MIPS Molecular Imaging Program at Stanford
Center for Cancer Nanotechnology Excellence Focused on Therapy Response


Hongjie Dai, Ph.D.Hongjie Dai, Ph.D.
Project Leader: Project 2
Professor of Chemistry
Stanford University, Department of Chemistry
Keck Science Building, Room 125
Stanford, CA 94305

Phone: (650) 723-4518 (office); (650) 725-9156 (lab)
Fax: (650) 725-0259

Email: hdai@stanford.edu
Website: http://www.stanford.edu/dept/chemistry/faculty/dai/group/

Project Leader: Project 2, Professor of Chemistry (Stanford)
Dr. Dai is one of the world's leaders in carbon nanotube synthesis, characterization and device applications. He has pioneered patterned synthesis of nanotubes to obtain controllable nanotube architectures. He is the first to demonstrate nanotube sensors, and his nanotube FETs with high-k gate insulators represent the most advanced nanotube transistors to date [Javey et al., Nature Mat. 2002, 1, 241]. His group's original effort on nanotube sensors [Kong et al, Science, 2000] represents the beginning of nanosensor research worldwide currently. His nanotube sensors exhibit demonstrated sensitivity of down to 100 ppt [Qi et al., Nano Lett., 2003], and he has published one of the first papers on real-time protein sensing with high sensitivity and selectivity [Chen et al., PNAS, 2003, 100, 4984]. Dr. Dai's research interfaces with chemistry, physics, materials science,and biophysics. He is interested in solid state and soft biological materials that have well-defined atomic structures. Ongoing projects include developing new synthetic routes to ordered nanomaterial architectures; electrical, mechanical, electromechanical, and electrochemical characterizations at the nanoscale; and probing the interactions between biological molecules and nanoscale inorganic materials. His synthetic strategy involves the combination of inorganic growth methods and microfabrication or soft lithography techniques. He is also a pioneer in studying the interfaces between various molecules and nanotubes and developing biological applications of nanotubes including biosensors and molecular transporters for drug delivery applications. These may lead to potentially useful miniaturized chemical and biochemical sensors with high sensitivity and specificity, as well as novel biological carriers with unique functions.

## [COLLECTED MATERIAL]

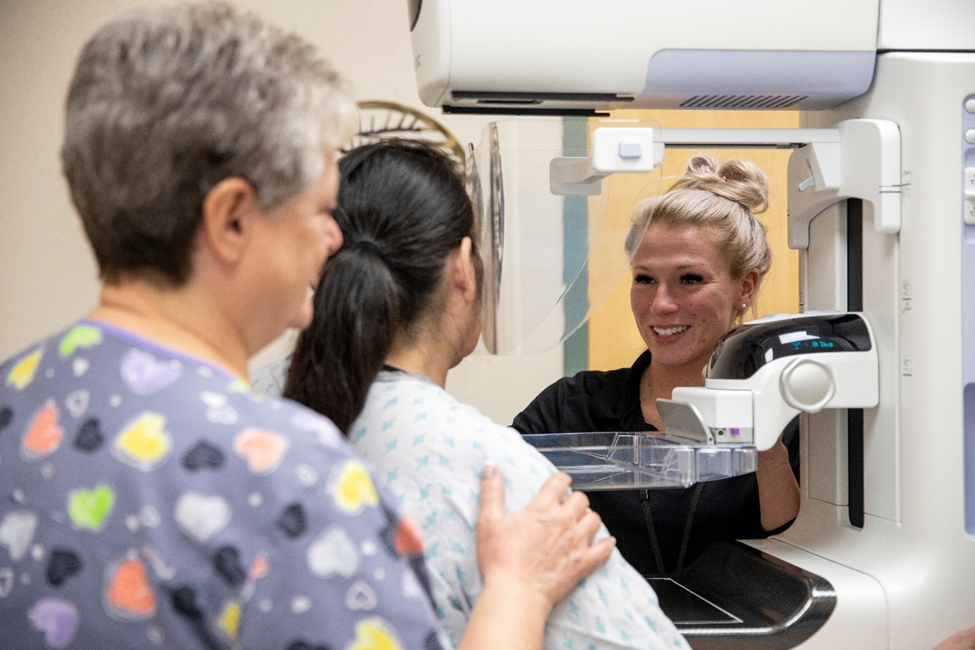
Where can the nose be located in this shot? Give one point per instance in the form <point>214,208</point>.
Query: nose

## [ASSIGNED TASK]
In the Hongjie Dai profile above, what makes his group's original nanotube sensor effort (Kong et al., Science, 2000) significant? Answer in one to three sentences.

## [REPLY]
The profile says this effort represents the beginning of nanosensor research worldwide. It also states that he was the first to demonstrate nanotube sensors.